* **Exercise aim**:
Apart from the pictures, write out all the records exactly.

Photo-based referring expression data
#####

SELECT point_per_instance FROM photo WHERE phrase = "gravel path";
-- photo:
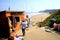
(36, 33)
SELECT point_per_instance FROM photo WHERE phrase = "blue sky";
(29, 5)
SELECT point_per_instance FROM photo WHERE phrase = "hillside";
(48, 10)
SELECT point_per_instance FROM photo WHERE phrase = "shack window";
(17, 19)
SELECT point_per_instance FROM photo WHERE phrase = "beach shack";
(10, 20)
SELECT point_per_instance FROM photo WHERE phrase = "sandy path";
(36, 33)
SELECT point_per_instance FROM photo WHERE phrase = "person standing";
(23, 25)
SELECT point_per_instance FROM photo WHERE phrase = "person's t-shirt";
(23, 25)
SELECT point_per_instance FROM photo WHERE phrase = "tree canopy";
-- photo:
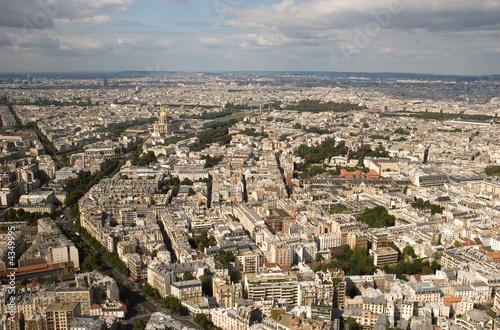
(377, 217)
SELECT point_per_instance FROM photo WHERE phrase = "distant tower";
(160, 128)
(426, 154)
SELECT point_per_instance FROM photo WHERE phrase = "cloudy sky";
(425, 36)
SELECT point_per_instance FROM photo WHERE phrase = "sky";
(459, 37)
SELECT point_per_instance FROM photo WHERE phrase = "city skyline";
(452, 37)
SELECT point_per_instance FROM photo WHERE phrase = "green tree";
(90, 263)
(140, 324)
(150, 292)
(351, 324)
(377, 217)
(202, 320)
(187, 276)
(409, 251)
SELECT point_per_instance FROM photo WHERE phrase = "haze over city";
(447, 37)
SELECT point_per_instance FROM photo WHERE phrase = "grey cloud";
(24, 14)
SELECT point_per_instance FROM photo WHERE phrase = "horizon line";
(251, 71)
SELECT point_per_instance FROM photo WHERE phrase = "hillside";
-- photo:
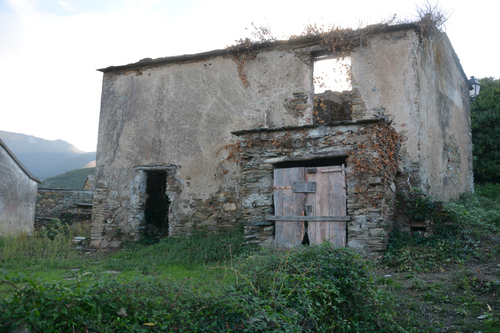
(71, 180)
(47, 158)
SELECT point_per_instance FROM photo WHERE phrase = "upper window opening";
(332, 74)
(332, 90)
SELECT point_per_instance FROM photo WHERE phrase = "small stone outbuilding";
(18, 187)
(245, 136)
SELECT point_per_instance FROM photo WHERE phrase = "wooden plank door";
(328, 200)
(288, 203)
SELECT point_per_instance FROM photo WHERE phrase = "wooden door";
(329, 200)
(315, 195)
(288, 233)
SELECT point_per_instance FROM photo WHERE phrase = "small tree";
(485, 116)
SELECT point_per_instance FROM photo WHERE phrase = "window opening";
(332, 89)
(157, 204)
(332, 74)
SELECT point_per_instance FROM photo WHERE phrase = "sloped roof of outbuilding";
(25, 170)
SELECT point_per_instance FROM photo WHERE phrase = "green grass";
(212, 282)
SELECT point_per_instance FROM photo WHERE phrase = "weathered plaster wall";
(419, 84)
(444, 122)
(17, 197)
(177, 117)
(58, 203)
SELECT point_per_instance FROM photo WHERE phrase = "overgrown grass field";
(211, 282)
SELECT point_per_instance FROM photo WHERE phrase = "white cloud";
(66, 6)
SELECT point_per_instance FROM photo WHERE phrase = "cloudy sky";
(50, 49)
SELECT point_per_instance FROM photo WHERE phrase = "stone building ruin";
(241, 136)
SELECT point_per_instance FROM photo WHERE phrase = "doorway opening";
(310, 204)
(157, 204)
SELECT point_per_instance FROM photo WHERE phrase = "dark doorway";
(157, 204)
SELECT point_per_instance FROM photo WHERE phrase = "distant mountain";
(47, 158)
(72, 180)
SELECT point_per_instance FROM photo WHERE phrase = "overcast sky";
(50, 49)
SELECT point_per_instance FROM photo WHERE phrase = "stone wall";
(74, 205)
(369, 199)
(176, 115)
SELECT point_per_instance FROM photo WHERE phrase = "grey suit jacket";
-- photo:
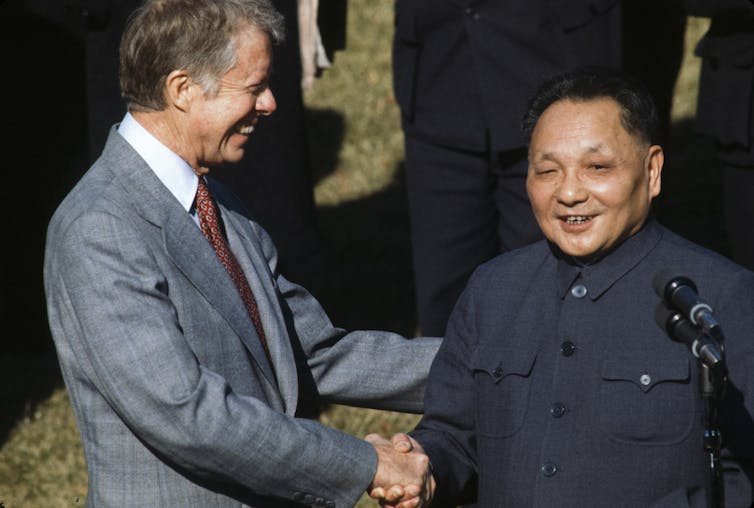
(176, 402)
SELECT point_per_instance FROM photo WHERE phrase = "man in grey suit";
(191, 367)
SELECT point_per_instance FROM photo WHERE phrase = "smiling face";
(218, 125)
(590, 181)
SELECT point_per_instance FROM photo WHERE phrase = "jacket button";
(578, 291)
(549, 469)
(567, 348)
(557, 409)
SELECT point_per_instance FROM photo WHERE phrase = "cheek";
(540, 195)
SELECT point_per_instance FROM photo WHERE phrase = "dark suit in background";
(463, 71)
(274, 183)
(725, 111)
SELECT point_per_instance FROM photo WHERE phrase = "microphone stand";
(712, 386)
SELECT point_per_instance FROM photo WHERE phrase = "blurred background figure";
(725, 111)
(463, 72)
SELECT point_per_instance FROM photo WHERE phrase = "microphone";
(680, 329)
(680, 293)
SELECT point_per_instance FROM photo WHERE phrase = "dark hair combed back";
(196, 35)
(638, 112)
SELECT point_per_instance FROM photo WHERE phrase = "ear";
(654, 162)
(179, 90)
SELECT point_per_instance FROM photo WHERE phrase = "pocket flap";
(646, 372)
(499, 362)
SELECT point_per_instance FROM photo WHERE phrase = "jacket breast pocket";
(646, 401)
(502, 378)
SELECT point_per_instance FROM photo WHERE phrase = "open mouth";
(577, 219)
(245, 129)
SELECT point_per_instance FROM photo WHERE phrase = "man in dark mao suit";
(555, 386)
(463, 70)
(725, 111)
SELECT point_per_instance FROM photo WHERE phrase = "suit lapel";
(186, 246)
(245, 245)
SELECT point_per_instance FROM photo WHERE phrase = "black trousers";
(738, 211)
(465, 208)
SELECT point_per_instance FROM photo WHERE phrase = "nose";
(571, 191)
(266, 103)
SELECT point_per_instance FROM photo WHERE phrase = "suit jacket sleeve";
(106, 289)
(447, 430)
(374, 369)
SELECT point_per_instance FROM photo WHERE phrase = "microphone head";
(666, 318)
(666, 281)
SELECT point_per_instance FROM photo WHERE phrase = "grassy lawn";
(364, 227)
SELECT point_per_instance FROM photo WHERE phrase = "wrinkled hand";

#####

* **Output of the exercise**:
SELECT point_per_instance FROM photo WHERE phrase = "gravel path";
-- photo:
(36, 33)
SELECT point_per_instance FROM photo WHERE phrase = "blue sky";
(29, 5)
SELECT point_per_instance FROM photo WHERE phrase = "hillside";
(48, 10)
SELECT point_per_instance FROM photo WHERE phrase = "shack window";
(17, 19)
SELECT point_per_instance FROM photo WHERE phrase = "beach shack";
(10, 20)
SELECT point_per_instance FROM photo WHERE phrase = "sandy path";
(36, 33)
SELECT point_per_instance FROM photo WHERE phrase = "person standing";
(23, 25)
SELECT point_per_instance FROM photo WHERE phrase = "person's t-shirt";
(23, 25)
SELECT point_per_instance FROM photo WHERE phrase = "tree canopy";
-- photo:
(377, 217)
SELECT point_per_instance FROM photo WHERE phrase = "distant tower";
(160, 128)
(426, 154)
SELECT point_per_instance FROM photo WHERE phrase = "cloudy sky";
(425, 36)
SELECT point_per_instance FROM photo WHERE phrase = "sky";
(459, 37)
SELECT point_per_instance FROM photo WHERE phrase = "city skyline";
(452, 37)
SELECT point_per_instance FROM photo WHERE phrase = "green tree";
(90, 263)
(140, 324)
(150, 292)
(351, 324)
(377, 217)
(202, 320)
(187, 276)
(409, 251)
SELECT point_per_instance FROM photo WHERE phrase = "haze over city";
(447, 37)
SELECT point_per_instance FROM photo WHERE phrase = "grey cloud";
(24, 14)
SELECT point_per_instance FROM photo WHERE phrase = "horizon line";
(251, 71)
SELECT point_per_instance FROM photo WHERE phrase = "hillside";
-- photo:
(71, 180)
(47, 158)
SELECT point_per_instance FROM photo WHERE phrase = "upper window opening";
(332, 74)
(332, 90)
SELECT point_per_instance FROM photo WHERE phrase = "small stone outbuilding";
(18, 187)
(245, 136)
SELECT point_per_instance FROM photo WHERE phrase = "wooden plank door";
(328, 200)
(288, 203)
SELECT point_per_instance FROM photo WHERE phrase = "wooden door";
(329, 200)
(315, 195)
(288, 233)
SELECT point_per_instance FROM photo WHERE phrase = "small tree";
(485, 116)
SELECT point_per_instance FROM photo WHERE phrase = "window opening";
(332, 89)
(157, 204)
(332, 74)
SELECT point_per_instance FROM photo WHERE phrase = "sloped roof of outbuilding";
(25, 170)
SELECT point_per_instance FROM photo WHERE phrase = "green grass";
(212, 282)
SELECT point_per_instance FROM photo WHERE phrase = "weathered plaster wall";
(419, 84)
(444, 122)
(17, 197)
(177, 117)
(58, 203)
SELECT point_per_instance FROM photo WHERE phrase = "overgrown grass field";
(211, 282)
SELECT point_per_instance FROM photo WHERE phrase = "white cloud";
(66, 6)
SELECT point_per_instance FROM photo WHERE phrase = "cloudy sky";
(50, 49)
SELECT point_per_instance FROM photo WHERE phrase = "stone building ruin";
(241, 136)
SELECT point_per_instance FROM photo WHERE phrase = "doorway opening";
(310, 204)
(157, 204)
SELECT point_per_instance FROM photo WHERE phrase = "dark doorway";
(157, 204)
SELECT point_per_instance FROM photo WHERE phrase = "distant mountain";
(47, 158)
(72, 180)
SELECT point_per_instance FROM photo WHERE phrase = "overcast sky";
(50, 49)
SELECT point_per_instance FROM photo WHERE phrase = "stone wall";
(74, 205)
(369, 199)
(176, 115)
SELECT point_per_instance FROM photo WHERE phrase = "grey suit jacket";
-- photo:
(176, 402)
SELECT point_per_instance FROM photo WHERE phrase = "man in grey suit";
(191, 367)
SELECT point_per_instance FROM photo WHERE phrase = "smiling face";
(218, 125)
(590, 181)
SELECT point_per_instance FROM photo WHERE phrase = "jacket button";
(578, 291)
(549, 469)
(567, 348)
(557, 409)
SELECT point_per_instance FROM photo WHERE phrase = "cheek";
(540, 195)
SELECT point_per_instance FROM photo WHERE phrase = "dark suit in background";
(463, 71)
(274, 183)
(725, 111)
SELECT point_per_instance FROM photo WHERE phrase = "microphone stand";
(712, 386)
SELECT point_per_instance FROM photo WHERE phrase = "blurred background figure";
(725, 111)
(463, 72)
SELECT point_per_instance FROM photo WHERE phrase = "microphone";
(680, 329)
(680, 293)
SELECT point_per_instance FROM photo WHERE phrase = "dark hair combed back";
(196, 35)
(638, 112)
SELECT point_per_instance FROM photo WHERE phrase = "ear";
(654, 162)
(179, 90)
SELECT point_per_instance FROM photo WHERE phrase = "pocket flap";
(646, 372)
(499, 362)
SELECT point_per_instance FROM photo WHERE phrase = "jacket breast pocket";
(646, 401)
(502, 378)
SELECT point_per_instance FROM photo WHERE phrase = "open mouth";
(577, 219)
(245, 129)
SELECT point_per_instance FROM photo WHERE phrase = "man in dark mao suit";
(555, 386)
(463, 70)
(725, 111)
SELECT point_per_instance FROM photo WHERE phrase = "suit lapel";
(186, 246)
(245, 245)
SELECT point_per_instance FROM photo WHERE phrase = "black trousers";
(738, 211)
(465, 208)
SELECT point_per_instance FROM photo WHERE phrase = "nose";
(571, 191)
(266, 103)
SELECT point_per_instance FROM photo WHERE phrase = "suit jacket sleeve";
(106, 289)
(447, 430)
(374, 369)
SELECT point_per_instance FROM photo WHERE phrase = "microphone head";
(666, 318)
(666, 281)
SELECT point_per_instance FROM photo WHERE phrase = "grassy lawn";
(364, 227)
SELECT point_per_instance FROM photo WHERE phrase = "wrinkled hand";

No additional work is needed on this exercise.